Uma crise de endividamentos assola os países da maioria global

Ilustração de Giovana Fleck.

Desde a pandemia, a inflação tem sido um fator suspensivo em todo o mundo. No entanto, os recentes aumentos agressivos das taxas de juros não resolveram a inflação persistente que as economias têm registrado. Na verdade, as reais causas da inflação, dos rompimentos nas cadeias de abastecimento e dos picos nos preços das matérias-primas têm diminuído e, embora a especulação comercial, que tem agravado questões como a insegurança alimentar global, tenha enfraquecido, os países da maioria global estão sofrendo uma sufocante crise de endividamentos, como efeito da reação liderada pelo Ocidente.

Por causa da pandemia da COVID-19, a dívida da maioria global cresceu 8% de 2020 a 2021 (de US$ 8,6 trilhões para mais de US$ 9 trilhões), excedendo a renda nacional bruta e as exportações. Do mesmo modo, a dívida externa de curto prazo também cresceu, talvez devido à compra de vacinas, materiais de teste e outras medidas pandêmicas. Em muitos países, a dívida avançou dois dígitos. Por meio das quedas acentuadas nas exportações, turismo e remessas, assim como, da elevação dos preços dos alimentos e dos combustíveis, as despesas em diversos países da maioria global aumentaram, enquanto os lucros cambiais caíram depressa devido à pandemia. O mundo em desenvolvimento tem sido atormentado pela evasão de capitais (pessoas que transferem seu dinheiro para fora do sistema bancário do país). O resultado é a queda de valor das moedas, maior custo nas importações e diminuição do que as famílias consomem, considerando que os produtos estão mais caros. Tudo isso criou uma explosão de encargos da dívida e até mesmo inadimplência em alguns países.

Dados:
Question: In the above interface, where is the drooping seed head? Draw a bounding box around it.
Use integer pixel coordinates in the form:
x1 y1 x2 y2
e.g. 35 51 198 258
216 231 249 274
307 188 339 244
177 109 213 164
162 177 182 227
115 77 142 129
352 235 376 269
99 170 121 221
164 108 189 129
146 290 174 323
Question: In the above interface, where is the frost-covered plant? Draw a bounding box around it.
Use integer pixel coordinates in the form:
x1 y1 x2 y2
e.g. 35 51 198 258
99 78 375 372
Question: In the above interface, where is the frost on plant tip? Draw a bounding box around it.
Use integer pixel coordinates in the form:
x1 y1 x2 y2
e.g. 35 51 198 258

Atividade A:
Reproduza fielmente a parte do trecho sobre a crise de endividamentos que começa em "Ilustração de Giovana" e vai até "liderada pelo Ocidente.".
Atividade B:
Prossiga o texto sobre a crise de endividamentos nos países da maioria global, começando logo após a última frase apresentada.

Resposta A:
Ilustração de Giovana Fleck.

Desde a pandemia, a inflação tem sido um fator suspensivo em todo o mundo. No entanto, os recentes aumentos agressivos das taxas de juros não resolveram a inflação persistente que as economias têm registrado. Na verdade, as reais causas da inflação, dos rompimentos nas cadeias de abastecimento e dos picos nos preços das matérias-primas têm diminuído e, embora a especulação comercial, que tem agravado questões como a insegurança alimentar global, tenha enfraquecido, os países da maioria global estão sofrendo uma sufocante crise de endividamentos, como efeito da reação liderada pelo Ocidente.

Resposta B:
Além disso, em 2022, a inflação foi causada por “greedflation“, que é quando as empresas aumentam seus preços para obter melhores lucros, ou por “estagflação“, quando há escassez de oferta na economia global, causando a elevação dos preços na economia mundial. Por conseguinte, houve um aumento agressivo das taxas de juros, liderado principalmente pelo Sistema de Reserva Federal dos EUA, o qual gerou consequências calamitosas para boa parte da maioria global. Maiores taxas de juros tornam o dólar mais atrativo para os investidores e aumentam o seu valor em relação a outras moedas. Isso implica que tudo o que a maioria global deseja comprar em dólares tem custo mais alto em suas próprias moedas. Visto que esses países já estão sofrendo restrições à sua política financeira interna, devido a fatores externos, como a especulação sobre os preços das mercadorias (por exemplo: metais, petróleo, agricultura etc.) e a pandemia, as ofensivas taxas de juros vêm pouco a pouco ameaçando seu crescimento econômico. Essa situação alarmante indica que a maioria global passa por uma grande recessão econômica em meio a uma crise iminente de endividamentos.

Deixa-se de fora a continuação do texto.